◆ Task instructions
Recast every line of the entries below as a Markdown table with the columns Row and Line, numbering each row and skipping blank lines.

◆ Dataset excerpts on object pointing
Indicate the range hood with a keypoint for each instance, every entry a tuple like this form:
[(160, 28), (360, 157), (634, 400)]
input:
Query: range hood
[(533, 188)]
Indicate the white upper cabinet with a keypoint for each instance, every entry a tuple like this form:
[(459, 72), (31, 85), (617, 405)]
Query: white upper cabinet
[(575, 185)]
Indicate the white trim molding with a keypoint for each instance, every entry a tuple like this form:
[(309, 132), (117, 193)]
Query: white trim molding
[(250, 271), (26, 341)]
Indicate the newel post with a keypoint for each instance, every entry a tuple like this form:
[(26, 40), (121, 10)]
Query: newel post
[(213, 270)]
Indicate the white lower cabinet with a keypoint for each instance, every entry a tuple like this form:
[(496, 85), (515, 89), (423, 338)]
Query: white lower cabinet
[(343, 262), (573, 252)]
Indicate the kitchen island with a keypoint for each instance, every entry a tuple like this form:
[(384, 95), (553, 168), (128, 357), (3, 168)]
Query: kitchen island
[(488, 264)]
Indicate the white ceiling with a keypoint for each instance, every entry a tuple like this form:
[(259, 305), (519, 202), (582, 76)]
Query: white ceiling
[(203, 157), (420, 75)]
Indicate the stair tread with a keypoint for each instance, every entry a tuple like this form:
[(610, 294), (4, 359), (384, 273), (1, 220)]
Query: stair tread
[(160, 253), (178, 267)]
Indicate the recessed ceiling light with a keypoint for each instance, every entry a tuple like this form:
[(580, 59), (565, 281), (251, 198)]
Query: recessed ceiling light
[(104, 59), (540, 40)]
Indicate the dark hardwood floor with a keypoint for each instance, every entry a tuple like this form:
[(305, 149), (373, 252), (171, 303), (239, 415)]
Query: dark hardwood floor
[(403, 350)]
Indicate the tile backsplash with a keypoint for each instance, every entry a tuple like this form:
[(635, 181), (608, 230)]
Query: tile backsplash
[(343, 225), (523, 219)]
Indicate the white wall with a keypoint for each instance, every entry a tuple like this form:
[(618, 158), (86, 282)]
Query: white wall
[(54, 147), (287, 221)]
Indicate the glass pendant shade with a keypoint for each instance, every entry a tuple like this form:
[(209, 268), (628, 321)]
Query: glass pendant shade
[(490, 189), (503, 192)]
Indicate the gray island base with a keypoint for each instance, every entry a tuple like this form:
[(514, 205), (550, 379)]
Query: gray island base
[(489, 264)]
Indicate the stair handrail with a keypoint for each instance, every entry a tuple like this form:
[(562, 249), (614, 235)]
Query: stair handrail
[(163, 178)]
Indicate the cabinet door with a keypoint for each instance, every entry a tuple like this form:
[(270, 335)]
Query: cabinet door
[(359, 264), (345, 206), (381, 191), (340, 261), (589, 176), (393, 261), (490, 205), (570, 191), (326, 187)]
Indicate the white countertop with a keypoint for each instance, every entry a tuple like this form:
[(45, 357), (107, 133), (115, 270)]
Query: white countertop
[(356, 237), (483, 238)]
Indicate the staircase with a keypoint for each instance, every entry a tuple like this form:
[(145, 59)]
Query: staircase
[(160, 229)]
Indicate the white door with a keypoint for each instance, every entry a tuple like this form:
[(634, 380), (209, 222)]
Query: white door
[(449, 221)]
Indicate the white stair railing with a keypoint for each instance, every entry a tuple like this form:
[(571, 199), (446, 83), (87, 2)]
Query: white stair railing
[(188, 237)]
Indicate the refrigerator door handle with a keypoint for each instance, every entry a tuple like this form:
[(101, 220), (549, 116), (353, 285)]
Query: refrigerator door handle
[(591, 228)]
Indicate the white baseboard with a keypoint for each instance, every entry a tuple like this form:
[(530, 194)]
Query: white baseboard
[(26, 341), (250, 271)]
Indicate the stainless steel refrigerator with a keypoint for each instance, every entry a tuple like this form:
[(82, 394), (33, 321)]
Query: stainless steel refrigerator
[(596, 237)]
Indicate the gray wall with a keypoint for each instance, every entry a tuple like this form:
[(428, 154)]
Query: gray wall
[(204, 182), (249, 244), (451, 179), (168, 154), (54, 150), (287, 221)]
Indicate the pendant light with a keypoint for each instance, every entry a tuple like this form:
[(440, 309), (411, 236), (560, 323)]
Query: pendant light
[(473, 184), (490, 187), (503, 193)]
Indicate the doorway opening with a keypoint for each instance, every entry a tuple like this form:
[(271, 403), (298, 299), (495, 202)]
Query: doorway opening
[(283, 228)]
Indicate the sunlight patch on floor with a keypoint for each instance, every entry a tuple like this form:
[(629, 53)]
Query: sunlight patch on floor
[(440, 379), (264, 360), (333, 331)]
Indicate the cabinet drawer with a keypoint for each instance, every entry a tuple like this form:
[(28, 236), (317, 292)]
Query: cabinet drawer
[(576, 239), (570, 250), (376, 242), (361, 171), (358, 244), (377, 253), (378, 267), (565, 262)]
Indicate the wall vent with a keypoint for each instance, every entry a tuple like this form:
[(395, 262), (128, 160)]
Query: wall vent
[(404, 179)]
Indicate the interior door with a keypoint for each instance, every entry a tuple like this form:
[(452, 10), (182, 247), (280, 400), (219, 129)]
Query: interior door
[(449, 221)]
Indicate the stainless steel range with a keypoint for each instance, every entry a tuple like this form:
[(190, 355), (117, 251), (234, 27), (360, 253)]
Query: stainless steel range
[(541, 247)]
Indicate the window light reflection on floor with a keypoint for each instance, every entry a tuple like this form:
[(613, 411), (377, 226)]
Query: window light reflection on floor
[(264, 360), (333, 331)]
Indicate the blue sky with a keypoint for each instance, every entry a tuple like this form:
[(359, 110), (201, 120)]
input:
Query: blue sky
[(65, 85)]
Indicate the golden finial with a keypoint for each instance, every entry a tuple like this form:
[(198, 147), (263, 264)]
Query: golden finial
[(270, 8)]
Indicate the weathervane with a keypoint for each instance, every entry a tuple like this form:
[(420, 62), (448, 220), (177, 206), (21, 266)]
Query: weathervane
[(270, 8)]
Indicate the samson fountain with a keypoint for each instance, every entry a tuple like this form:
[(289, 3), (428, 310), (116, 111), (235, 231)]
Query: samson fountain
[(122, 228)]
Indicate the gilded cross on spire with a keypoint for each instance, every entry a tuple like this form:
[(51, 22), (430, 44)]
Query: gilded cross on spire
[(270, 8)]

◆ Correct response
| Row | Line |
|---|---|
| 1 | Indicate the range hood with a keypoint for each instance, every entry a tuple like this form: |
| 2 | [(160, 28), (360, 157), (634, 400)] |
| 3 | input: |
| 4 | Query: range hood |
| 5 | [(533, 188)] |
| 6 | Indicate the white upper cabinet with a keypoint for each instance, every entry a tuple like this form: |
| 7 | [(459, 72), (31, 85), (617, 405)] |
| 8 | Query: white upper cabinet |
| 9 | [(575, 185)] |
| 10 | Indicate the white trim molding with a keypoint for each instance, every entry a tuple like this form: |
| 11 | [(309, 132), (117, 193)] |
| 12 | Query: white trim molding |
| 13 | [(250, 271), (26, 341)] |
| 14 | Indicate the newel post with a keypoint for each instance, every entry a tuple like this form: |
| 15 | [(26, 40), (121, 10)] |
| 16 | Query: newel post |
| 17 | [(213, 270)] |
| 18 | Indicate the white lower cabinet with a keypoint for each instance, every entry a tuple like this form: |
| 19 | [(496, 85), (515, 89), (423, 338)] |
| 20 | Query: white lower cabinet |
| 21 | [(343, 262), (573, 252)] |
| 22 | Indicate the kitchen island with a keypoint for each instance, every entry a tuple like this form: |
| 23 | [(384, 95), (553, 168), (128, 357), (3, 168)] |
| 24 | Query: kitchen island |
| 25 | [(488, 264)] |
| 26 | Indicate the white ceiling with a keypoint for each instance, every entry a tuple like this form: |
| 27 | [(259, 305), (519, 202), (582, 76)] |
| 28 | Query: white ceiling |
| 29 | [(203, 157), (420, 75)] |
| 30 | Indicate the stair tread with a keypoint for each instance, every entry a tuple like this form: |
| 31 | [(610, 294), (4, 359), (384, 273), (1, 220)] |
| 32 | Query: stair tread |
| 33 | [(160, 253), (178, 267)] |
| 34 | Indicate the recessed ceiling light with a keypoint for each instance, every entry a tuple like this form: |
| 35 | [(580, 59), (565, 281), (251, 198)] |
| 36 | Query: recessed ceiling light |
| 37 | [(104, 59), (540, 40)] |
| 38 | Indicate the dark hardwood floor with a keypoint for each instance, every entry a tuple like this form: |
| 39 | [(305, 149), (373, 252), (171, 303), (239, 415)] |
| 40 | Query: dark hardwood floor |
| 41 | [(403, 350)] |
| 42 | Indicate the tile backsplash with a keypoint for each instance, every entry a tuple like this form: |
| 43 | [(635, 181), (608, 230)] |
| 44 | Query: tile backsplash |
| 45 | [(343, 225), (523, 219)] |
| 46 | Indicate the white wall with a keypoint for each instance, every entry a tuple like this form: |
| 47 | [(618, 158), (86, 282)] |
| 48 | Query: white wall |
| 49 | [(54, 147), (287, 221)] |
| 50 | Indicate the glass pendant shade with a keypoint for each instance, every entry a tuple like this form: |
| 51 | [(209, 268), (628, 321)] |
| 52 | Query: glass pendant shade |
| 53 | [(490, 189), (503, 192)] |
| 54 | Indicate the gray island base with a keypoint for each instance, every entry a tuple like this form: |
| 55 | [(514, 205), (550, 379)] |
| 56 | Query: gray island base |
| 57 | [(489, 264)] |
| 58 | Indicate the stair handrail with a keypoint for each instance, every entry a tuple like this form: |
| 59 | [(562, 249), (614, 235)] |
| 60 | Query: stair handrail |
| 61 | [(163, 178)] |
| 62 | Indicate the cabinet door with a keypoint for each instance, every entry a tuple like this form: |
| 63 | [(270, 335)] |
| 64 | Query: cabinet door |
| 65 | [(359, 264), (345, 206), (381, 191), (340, 261), (589, 176), (393, 261), (490, 205), (570, 191), (326, 187)] |
| 66 | Indicate the white countertop with a keypoint for each instance, every entry a tuple like this form: |
| 67 | [(45, 357), (107, 133), (115, 270)] |
| 68 | Query: white countertop |
| 69 | [(356, 237), (483, 238)] |
| 70 | Indicate the staircase with a keypoint for each instance, every entry a tuple like this form: |
| 71 | [(145, 59)] |
| 72 | Query: staircase |
| 73 | [(160, 229)] |
| 74 | Indicate the white door with a keypoint for each instance, every entry a tuple like this form: |
| 75 | [(634, 380), (209, 222)] |
| 76 | Query: white door |
| 77 | [(449, 221)] |
| 78 | Indicate the white stair railing with a keypoint for each instance, every entry a tuple like this form: |
| 79 | [(571, 199), (446, 83), (87, 2)] |
| 80 | Query: white stair railing |
| 81 | [(188, 237)] |
| 82 | Indicate the refrigerator door handle with a keypoint for each instance, every entry a tuple like this form: |
| 83 | [(101, 220), (549, 116), (353, 285)] |
| 84 | Query: refrigerator door handle |
| 85 | [(591, 228)] |
| 86 | Indicate the white baseboard with a keypoint for each instance, every entry a tuple like this form: |
| 87 | [(530, 194)] |
| 88 | Query: white baseboard |
| 89 | [(26, 341), (250, 271)] |
| 90 | Indicate the stainless steel refrigerator with a keypoint for each instance, every entry a tuple like this form: |
| 91 | [(82, 394), (33, 321)] |
| 92 | Query: stainless steel refrigerator |
| 93 | [(596, 237)] |
| 94 | Indicate the gray wall with a keypoint for each instance, every entry a tuple like this form: |
| 95 | [(428, 154)] |
| 96 | Query: gray wall |
| 97 | [(204, 182), (249, 244), (451, 179), (168, 154), (54, 150), (287, 221)] |
| 98 | Indicate the pendant light with a keypoint for each instance, every entry a tuple like this form: |
| 99 | [(440, 309), (411, 236), (560, 323)] |
| 100 | Query: pendant light |
| 101 | [(473, 184), (490, 187), (503, 193)] |
| 102 | Indicate the doorway opening with a keypoint for each instance, every entry a tuple like this form: |
| 103 | [(271, 403), (298, 299), (495, 202)] |
| 104 | Query: doorway opening |
| 105 | [(283, 228)] |
| 106 | Indicate the sunlight patch on floor with a keypoint for each instance, every entry a tuple like this form: |
| 107 | [(629, 53)] |
| 108 | Query: sunlight patch on floor |
| 109 | [(440, 379), (264, 360), (333, 331)] |
| 110 | Indicate the cabinet drawer with a keypoint for each instance, every entry a tuple like this form: |
| 111 | [(28, 236), (317, 292)] |
| 112 | Query: cabinet drawer |
| 113 | [(576, 239), (570, 250), (376, 242), (361, 171), (358, 244), (377, 253), (378, 267), (565, 262)] |
| 114 | Indicate the wall vent with a keypoint for each instance, every entry a tuple like this form: |
| 115 | [(395, 262), (128, 160)] |
| 116 | Query: wall vent |
| 117 | [(404, 179)] |
| 118 | Indicate the interior door with a keypoint for each instance, every entry a tuple like this form: |
| 119 | [(452, 10), (182, 247), (280, 400), (219, 129)] |
| 120 | Query: interior door |
| 121 | [(449, 221)] |
| 122 | Indicate the stainless steel range with a keypoint for each instance, every entry a tuple like this form: |
| 123 | [(190, 355), (117, 251), (234, 27), (360, 253)] |
| 124 | Query: stainless steel range |
| 125 | [(541, 247)] |
| 126 | Indicate the window light reflection on floor with a keypoint for each instance, every entry a tuple like this form: |
| 127 | [(613, 411), (377, 226)] |
| 128 | Query: window light reflection on floor |
| 129 | [(264, 360), (333, 331)] |
| 130 | Indicate the blue sky with a keypoint for each instance, every entry a tuple like this form: |
| 131 | [(359, 110), (201, 120)] |
| 132 | input: |
| 133 | Query: blue sky |
| 134 | [(65, 85)] |
| 135 | Indicate the golden finial with a keypoint for each instance, every entry a tuple like this form: |
| 136 | [(198, 147), (263, 264)] |
| 137 | Query: golden finial |
| 138 | [(270, 8)] |
| 139 | Indicate the weathervane with a keypoint for each instance, every entry a tuple like this form: |
| 140 | [(420, 62), (448, 220), (177, 206), (21, 266)] |
| 141 | Query: weathervane |
| 142 | [(270, 8)] |
| 143 | Indicate the samson fountain with a keypoint for each instance, every entry a tuple like this form: |
| 144 | [(289, 3), (428, 310), (116, 111), (235, 231)] |
| 145 | Query: samson fountain |
| 146 | [(122, 228)] |
| 147 | Indicate the gilded cross on spire with a keypoint for each instance, every entry a tuple like this form: |
| 148 | [(51, 22), (430, 44)] |
| 149 | Query: gilded cross on spire |
| 150 | [(270, 8)] |